─── Information provided ───

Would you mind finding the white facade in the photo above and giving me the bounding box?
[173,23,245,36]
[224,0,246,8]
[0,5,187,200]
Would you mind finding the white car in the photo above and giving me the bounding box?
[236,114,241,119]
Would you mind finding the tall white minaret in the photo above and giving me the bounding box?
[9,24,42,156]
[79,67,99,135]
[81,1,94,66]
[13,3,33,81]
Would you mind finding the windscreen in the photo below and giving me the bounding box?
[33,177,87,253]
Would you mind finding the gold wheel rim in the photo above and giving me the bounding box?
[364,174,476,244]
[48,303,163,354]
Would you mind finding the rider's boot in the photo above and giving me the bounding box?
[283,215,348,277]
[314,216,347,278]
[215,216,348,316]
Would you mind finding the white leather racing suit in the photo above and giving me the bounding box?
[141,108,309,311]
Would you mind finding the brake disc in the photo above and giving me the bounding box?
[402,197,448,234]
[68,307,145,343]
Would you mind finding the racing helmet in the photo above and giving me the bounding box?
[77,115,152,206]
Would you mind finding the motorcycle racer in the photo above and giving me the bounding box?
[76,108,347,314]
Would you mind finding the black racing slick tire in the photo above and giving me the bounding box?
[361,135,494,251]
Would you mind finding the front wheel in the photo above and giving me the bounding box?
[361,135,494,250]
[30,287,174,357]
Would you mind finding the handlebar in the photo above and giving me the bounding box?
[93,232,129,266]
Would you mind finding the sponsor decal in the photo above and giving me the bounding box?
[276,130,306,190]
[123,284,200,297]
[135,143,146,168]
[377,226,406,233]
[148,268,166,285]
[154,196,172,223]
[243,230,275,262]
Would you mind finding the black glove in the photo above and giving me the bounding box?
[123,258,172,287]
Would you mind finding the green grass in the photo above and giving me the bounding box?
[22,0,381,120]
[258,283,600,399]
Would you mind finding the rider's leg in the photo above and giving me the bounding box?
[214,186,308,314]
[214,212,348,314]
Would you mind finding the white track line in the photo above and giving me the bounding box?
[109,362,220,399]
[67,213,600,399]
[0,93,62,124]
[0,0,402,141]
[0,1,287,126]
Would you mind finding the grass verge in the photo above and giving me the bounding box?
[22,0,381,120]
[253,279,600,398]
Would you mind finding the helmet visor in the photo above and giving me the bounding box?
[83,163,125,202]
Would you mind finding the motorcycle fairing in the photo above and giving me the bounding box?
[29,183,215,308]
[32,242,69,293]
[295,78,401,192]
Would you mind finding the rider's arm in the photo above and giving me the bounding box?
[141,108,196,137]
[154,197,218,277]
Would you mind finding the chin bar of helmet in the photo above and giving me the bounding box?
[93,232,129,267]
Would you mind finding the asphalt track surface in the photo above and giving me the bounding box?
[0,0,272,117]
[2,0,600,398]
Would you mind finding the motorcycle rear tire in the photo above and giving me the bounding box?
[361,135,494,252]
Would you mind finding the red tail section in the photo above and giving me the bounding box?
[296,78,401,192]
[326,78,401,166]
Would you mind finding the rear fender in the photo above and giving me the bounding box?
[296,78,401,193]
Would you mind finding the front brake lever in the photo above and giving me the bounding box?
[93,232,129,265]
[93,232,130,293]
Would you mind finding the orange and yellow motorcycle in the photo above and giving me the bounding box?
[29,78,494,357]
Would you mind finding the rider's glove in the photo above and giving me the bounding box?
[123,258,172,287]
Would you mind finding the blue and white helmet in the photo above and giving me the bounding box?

───
─── Information provided ───

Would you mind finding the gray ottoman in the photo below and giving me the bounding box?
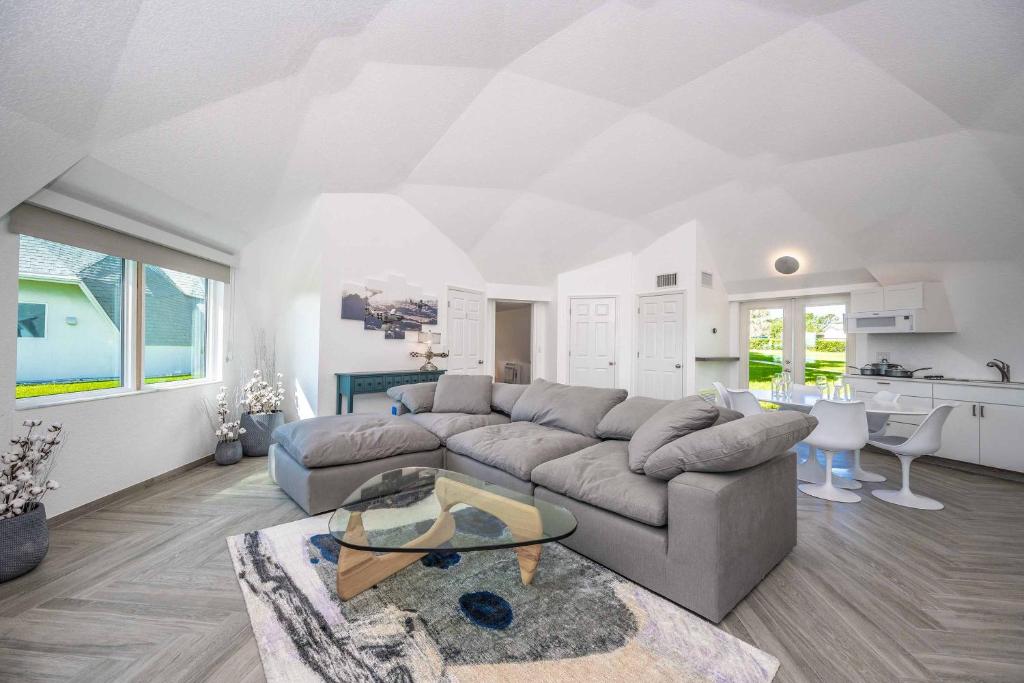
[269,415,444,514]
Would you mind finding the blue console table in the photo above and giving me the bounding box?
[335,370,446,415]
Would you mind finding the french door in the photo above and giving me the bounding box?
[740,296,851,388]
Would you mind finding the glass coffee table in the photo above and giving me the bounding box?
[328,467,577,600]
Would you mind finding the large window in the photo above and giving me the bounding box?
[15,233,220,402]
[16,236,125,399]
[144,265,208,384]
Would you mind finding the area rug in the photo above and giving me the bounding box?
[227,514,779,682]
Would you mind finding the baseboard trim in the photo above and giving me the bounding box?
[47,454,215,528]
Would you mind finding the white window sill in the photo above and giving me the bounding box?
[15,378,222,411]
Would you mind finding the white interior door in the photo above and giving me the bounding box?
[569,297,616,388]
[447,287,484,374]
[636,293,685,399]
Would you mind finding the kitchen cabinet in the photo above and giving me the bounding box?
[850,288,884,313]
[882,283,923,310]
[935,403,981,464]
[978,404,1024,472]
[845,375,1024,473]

───

__Exercise brief__: Beginning at the line with "Would you mind finding the rider's glove" and stopping after the line with "Would you mind finding the blue and", please write out every line of the data above exactly and nothing else.

__Output__:
Would you mind finding the rider's glove in the photo above and giving me the bounding box?
[123,258,172,287]
Would you mind finding the blue and white helmet in the photo above and giving me the bounding box?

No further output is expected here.